start

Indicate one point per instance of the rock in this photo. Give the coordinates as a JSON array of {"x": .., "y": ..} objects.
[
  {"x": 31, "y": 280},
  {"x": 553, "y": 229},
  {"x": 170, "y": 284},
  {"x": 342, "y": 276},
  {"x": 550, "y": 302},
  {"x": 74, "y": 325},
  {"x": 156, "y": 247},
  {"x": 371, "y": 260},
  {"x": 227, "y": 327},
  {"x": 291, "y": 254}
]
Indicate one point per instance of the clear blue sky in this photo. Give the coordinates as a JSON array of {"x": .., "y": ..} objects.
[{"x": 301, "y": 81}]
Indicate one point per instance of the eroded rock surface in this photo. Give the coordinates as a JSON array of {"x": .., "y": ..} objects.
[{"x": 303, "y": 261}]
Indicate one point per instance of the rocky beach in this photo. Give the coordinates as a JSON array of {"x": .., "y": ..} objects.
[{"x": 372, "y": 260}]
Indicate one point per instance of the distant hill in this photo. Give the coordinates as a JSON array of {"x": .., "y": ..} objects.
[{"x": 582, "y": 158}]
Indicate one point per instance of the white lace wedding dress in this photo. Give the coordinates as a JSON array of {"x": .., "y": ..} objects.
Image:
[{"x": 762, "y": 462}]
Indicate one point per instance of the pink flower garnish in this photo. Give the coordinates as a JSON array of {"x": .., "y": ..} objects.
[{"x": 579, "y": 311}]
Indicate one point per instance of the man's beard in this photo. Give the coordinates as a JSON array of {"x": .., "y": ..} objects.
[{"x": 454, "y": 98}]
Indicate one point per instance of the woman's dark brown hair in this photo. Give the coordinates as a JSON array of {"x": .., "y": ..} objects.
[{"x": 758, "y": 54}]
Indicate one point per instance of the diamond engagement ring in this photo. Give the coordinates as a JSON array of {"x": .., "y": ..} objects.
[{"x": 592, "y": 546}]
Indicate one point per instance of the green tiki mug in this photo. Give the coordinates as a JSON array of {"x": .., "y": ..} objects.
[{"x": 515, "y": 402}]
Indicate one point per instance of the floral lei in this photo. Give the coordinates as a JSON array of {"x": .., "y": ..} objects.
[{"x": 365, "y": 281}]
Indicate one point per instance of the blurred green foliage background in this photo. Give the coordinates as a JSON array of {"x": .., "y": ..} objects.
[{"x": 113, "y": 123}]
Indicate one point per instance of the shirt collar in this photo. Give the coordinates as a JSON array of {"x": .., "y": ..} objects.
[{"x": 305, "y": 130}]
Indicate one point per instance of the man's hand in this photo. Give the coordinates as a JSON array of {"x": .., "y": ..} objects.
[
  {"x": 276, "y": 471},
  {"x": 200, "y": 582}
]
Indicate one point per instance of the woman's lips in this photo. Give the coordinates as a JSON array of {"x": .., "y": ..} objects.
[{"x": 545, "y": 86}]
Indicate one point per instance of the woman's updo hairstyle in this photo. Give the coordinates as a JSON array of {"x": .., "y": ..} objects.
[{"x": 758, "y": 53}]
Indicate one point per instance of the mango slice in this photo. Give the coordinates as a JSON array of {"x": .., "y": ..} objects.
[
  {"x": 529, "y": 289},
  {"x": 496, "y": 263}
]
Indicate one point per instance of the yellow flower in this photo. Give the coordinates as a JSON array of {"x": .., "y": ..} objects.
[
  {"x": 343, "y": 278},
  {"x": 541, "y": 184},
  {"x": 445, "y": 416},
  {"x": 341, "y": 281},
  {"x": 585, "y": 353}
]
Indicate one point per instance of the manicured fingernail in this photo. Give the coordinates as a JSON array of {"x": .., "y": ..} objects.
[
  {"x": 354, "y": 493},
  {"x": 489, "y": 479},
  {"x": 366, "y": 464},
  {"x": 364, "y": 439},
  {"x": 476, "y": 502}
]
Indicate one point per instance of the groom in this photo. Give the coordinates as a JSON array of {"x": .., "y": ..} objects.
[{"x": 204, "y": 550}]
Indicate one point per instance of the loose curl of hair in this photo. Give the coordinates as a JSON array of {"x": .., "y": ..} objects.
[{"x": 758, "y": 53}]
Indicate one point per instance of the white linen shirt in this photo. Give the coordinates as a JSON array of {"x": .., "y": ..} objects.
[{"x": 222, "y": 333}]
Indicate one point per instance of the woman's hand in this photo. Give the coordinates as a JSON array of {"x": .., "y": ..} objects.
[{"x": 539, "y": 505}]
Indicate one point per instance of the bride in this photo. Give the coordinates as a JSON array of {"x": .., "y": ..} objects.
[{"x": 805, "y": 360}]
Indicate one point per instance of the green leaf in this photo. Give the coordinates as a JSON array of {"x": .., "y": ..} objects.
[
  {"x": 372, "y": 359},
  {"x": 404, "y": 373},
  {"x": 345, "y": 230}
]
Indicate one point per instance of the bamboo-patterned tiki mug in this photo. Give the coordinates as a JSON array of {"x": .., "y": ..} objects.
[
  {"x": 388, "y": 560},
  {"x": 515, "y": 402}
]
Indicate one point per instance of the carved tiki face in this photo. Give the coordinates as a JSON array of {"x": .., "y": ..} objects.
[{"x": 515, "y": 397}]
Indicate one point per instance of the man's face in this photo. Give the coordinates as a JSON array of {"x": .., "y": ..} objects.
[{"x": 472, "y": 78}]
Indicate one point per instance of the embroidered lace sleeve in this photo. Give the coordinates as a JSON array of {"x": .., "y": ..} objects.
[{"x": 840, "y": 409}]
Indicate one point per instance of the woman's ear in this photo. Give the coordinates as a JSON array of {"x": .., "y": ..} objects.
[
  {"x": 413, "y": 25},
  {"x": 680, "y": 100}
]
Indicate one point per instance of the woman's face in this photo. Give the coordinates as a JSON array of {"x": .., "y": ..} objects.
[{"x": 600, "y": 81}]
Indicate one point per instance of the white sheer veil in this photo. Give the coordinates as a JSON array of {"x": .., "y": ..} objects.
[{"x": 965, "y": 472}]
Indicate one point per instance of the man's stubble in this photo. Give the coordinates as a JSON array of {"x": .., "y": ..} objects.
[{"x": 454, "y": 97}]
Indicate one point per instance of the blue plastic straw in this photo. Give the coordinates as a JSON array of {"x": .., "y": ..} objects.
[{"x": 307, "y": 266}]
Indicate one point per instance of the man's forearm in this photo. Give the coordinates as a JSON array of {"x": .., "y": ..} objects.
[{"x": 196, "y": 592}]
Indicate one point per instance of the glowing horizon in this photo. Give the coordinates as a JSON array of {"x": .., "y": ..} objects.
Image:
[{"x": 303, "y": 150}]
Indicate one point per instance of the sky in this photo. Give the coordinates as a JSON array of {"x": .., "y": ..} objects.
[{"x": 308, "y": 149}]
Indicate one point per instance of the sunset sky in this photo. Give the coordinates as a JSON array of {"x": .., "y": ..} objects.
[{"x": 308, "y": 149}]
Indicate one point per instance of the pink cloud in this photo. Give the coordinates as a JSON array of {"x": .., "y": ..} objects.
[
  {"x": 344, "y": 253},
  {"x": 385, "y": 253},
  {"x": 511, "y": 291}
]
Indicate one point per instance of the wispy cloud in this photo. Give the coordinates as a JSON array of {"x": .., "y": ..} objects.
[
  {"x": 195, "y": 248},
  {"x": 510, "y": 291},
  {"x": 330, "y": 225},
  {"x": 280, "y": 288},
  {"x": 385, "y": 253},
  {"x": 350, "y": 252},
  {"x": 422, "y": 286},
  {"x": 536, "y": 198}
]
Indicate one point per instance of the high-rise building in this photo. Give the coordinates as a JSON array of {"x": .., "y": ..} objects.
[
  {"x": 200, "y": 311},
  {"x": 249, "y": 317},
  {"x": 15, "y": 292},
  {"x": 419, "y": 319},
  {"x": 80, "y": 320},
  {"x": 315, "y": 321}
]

end

■ **What you need to do**: Reproduce every one of the records above, line for line, without altering any character.

■ **Result of this task**:
Indicate one point per instance of the rock in this photo. Give the coordinates as a JSON array of {"x": .., "y": ..} objects.
[
  {"x": 31, "y": 280},
  {"x": 553, "y": 229},
  {"x": 170, "y": 284},
  {"x": 342, "y": 276},
  {"x": 550, "y": 302},
  {"x": 74, "y": 325},
  {"x": 156, "y": 247},
  {"x": 371, "y": 260},
  {"x": 227, "y": 327},
  {"x": 291, "y": 254}
]
Indicate one point per instance of the clear blue sky in this photo. Give the coordinates as a JSON array of {"x": .., "y": ..} objects.
[{"x": 301, "y": 81}]
Indicate one point per instance of the eroded rock surface in this photo. Give the coordinates as a JSON array of {"x": .., "y": ..} objects.
[{"x": 303, "y": 261}]
Indicate one point per instance of the rocky beach in this photo. Give the coordinates as a JSON array of {"x": .., "y": ..} objects.
[{"x": 372, "y": 260}]
Indicate one point per instance of the distant hill in this photo. Give the coordinates as a JSON array of {"x": .., "y": ..} objects.
[{"x": 582, "y": 158}]
Indicate one point per instance of the white lace wedding dress in this photo. Give the coordinates as a JSON array of {"x": .., "y": ..} objects.
Image:
[{"x": 762, "y": 462}]
Indicate one point per instance of the pink flower garnish in this photo. Give the coordinates as a JSON array of {"x": .., "y": ..} objects.
[{"x": 579, "y": 311}]
Indicate one point per instance of the man's beard in this photo. Give the coordinates as a JSON array of {"x": .., "y": ..} objects.
[{"x": 454, "y": 98}]
Indicate one point per instance of the woman's dark brown hair in this photo. Give the coordinates as a JSON array of {"x": .., "y": ..} objects.
[{"x": 758, "y": 54}]
Indicate one point per instance of the diamond engagement ring in this photo. Give the coordinates as a JSON array of {"x": .., "y": ..} objects.
[{"x": 592, "y": 546}]
Indicate one point per instance of the green tiki mug in this photo. Give the coordinates as a JSON array of {"x": .., "y": ..} objects.
[{"x": 515, "y": 402}]
Indicate one point per instance of the floral lei in this photo. Give the coordinates as a JSON array of {"x": .., "y": ..} objects.
[{"x": 365, "y": 281}]
Indicate one point per instance of the blurred green foliage background in this photo. Give the coordinates as a JSON array of {"x": .., "y": ..} objects.
[{"x": 113, "y": 123}]
Indicate one point per instance of the shirt collar in this photo. Give the coordinates as a JSON array of {"x": .., "y": ..} objects.
[{"x": 305, "y": 130}]
Indicate one point per instance of the man's hand in this photo. Give the coordinates as a JSON array of {"x": .., "y": ..} objects.
[
  {"x": 276, "y": 471},
  {"x": 200, "y": 582}
]
Indicate one point per instance of the woman's lips in this photo. Give the coordinates as a JSON array of {"x": .., "y": ..} objects.
[{"x": 545, "y": 86}]
Indicate one point per instance of the woman's updo hairstyle in this photo. Give the coordinates as a JSON array of {"x": .., "y": ..} objects.
[{"x": 758, "y": 53}]
Indicate one point per instance of the mango slice in this photo. Give the coordinates as a JSON array of {"x": .., "y": ..} objects.
[
  {"x": 529, "y": 289},
  {"x": 496, "y": 263}
]
Indicate one point per instance of the yellow flower in this photo. Give the coordinates as a JSON array of {"x": .., "y": ..} objects.
[
  {"x": 343, "y": 278},
  {"x": 541, "y": 184},
  {"x": 445, "y": 416},
  {"x": 341, "y": 281},
  {"x": 585, "y": 353}
]
Indicate one point per instance of the manicured fingernail in this photo. Give the coordinates as a JSON array of {"x": .., "y": ..} objects.
[
  {"x": 354, "y": 493},
  {"x": 489, "y": 479},
  {"x": 366, "y": 464},
  {"x": 364, "y": 439},
  {"x": 476, "y": 502}
]
Indicate one point per instance of the groom in this photo. Give the coordinates as a JSON array of {"x": .., "y": ..} objects.
[{"x": 204, "y": 550}]
Indicate one point per instance of the loose curl of hair in this photo. Give the coordinates as a JSON array of {"x": .., "y": ..} objects.
[{"x": 758, "y": 53}]
Indicate one point per instance of the white linen shirt in this photo. Give the coordinates as a JSON array of {"x": .., "y": ..} objects.
[{"x": 222, "y": 333}]
Indicate one point per instance of the woman's hand in this photo. Give the coordinates as a JSON array of {"x": .., "y": ..} objects.
[{"x": 539, "y": 505}]
Indicate one point per instance of the bride in this photo. Give the coordinates as a JSON array of {"x": .., "y": ..} objects.
[{"x": 805, "y": 360}]
Indicate one point per instance of the green leaf in this photo. Give the coordinates as a JSON array of {"x": .., "y": ..} objects.
[
  {"x": 372, "y": 359},
  {"x": 404, "y": 373},
  {"x": 345, "y": 230}
]
Indicate one point per instance of the bamboo-patterned tiki mug in this photo. Give the coordinates as a JSON array of {"x": .., "y": ..} objects.
[
  {"x": 388, "y": 560},
  {"x": 515, "y": 402}
]
Indicate one point per instance of the carved tiki face in this photo. Give the coordinates as a JSON array of {"x": .., "y": ..} objects.
[{"x": 515, "y": 397}]
Indicate one point per instance of the man's face in this photo. Give the coordinates as a JSON array of {"x": .., "y": ..} objects.
[{"x": 472, "y": 78}]
Indicate one point per instance of the embroidered lace sleeve in this photo. Give the coordinates as a JSON array of {"x": .., "y": ..} objects.
[{"x": 840, "y": 409}]
Indicate one point per instance of the woman's ear in this photo. Give the coordinates as a JSON array of {"x": .., "y": ..} objects.
[
  {"x": 413, "y": 25},
  {"x": 680, "y": 100}
]
Indicate one point per instance of the woman's face in this photo. Give the coordinates as a JSON array of {"x": .., "y": ..} objects.
[{"x": 600, "y": 81}]
Indicate one point per instance of the white sheer veil in this photo. Give the coordinates as a JSON array of {"x": .., "y": ..} objects.
[{"x": 965, "y": 472}]
Indicate one point per instance of the man's stubble in this photo. Give the coordinates as a JSON array of {"x": .., "y": ..} objects.
[{"x": 454, "y": 97}]
Indicate one point per instance of the blue plastic straw in this photo. Give the coordinates as a JSON array of {"x": .., "y": ..} objects.
[{"x": 307, "y": 266}]
Indicate one point per instance of the man's forearm in this photo. Give the coordinates as a JSON array of {"x": .., "y": ..} objects.
[{"x": 196, "y": 592}]
Indicate one point per instance of the glowing horizon in this photo. Give the coordinates as a JSON array of {"x": .., "y": ..} objects.
Image:
[{"x": 303, "y": 150}]
Indicate one point per instance of the sky in this photo. Give the coordinates as a JSON array of {"x": .., "y": ..} objects.
[{"x": 308, "y": 149}]
Indicate one point per instance of the sunset sky in this photo. Give the coordinates as a JSON array of {"x": .., "y": ..} objects.
[{"x": 308, "y": 149}]
Indicate one point per instance of the pink cloud in this photo. Give the coordinates as a JSON array of {"x": .., "y": ..} objects.
[
  {"x": 344, "y": 253},
  {"x": 385, "y": 253},
  {"x": 511, "y": 291}
]
Indicate one point per instance of the wispy cloud in this photo. Give the coordinates as a JSON array of {"x": .., "y": ..} objects.
[
  {"x": 195, "y": 248},
  {"x": 510, "y": 291},
  {"x": 330, "y": 225},
  {"x": 280, "y": 288},
  {"x": 385, "y": 253},
  {"x": 350, "y": 252},
  {"x": 422, "y": 286},
  {"x": 536, "y": 198}
]
Indicate one point per instance of the high-rise building in this photo. Give the coordinates as a JSON array of {"x": .., "y": ..} objects.
[
  {"x": 200, "y": 311},
  {"x": 249, "y": 317},
  {"x": 15, "y": 292},
  {"x": 419, "y": 319},
  {"x": 80, "y": 320},
  {"x": 315, "y": 321}
]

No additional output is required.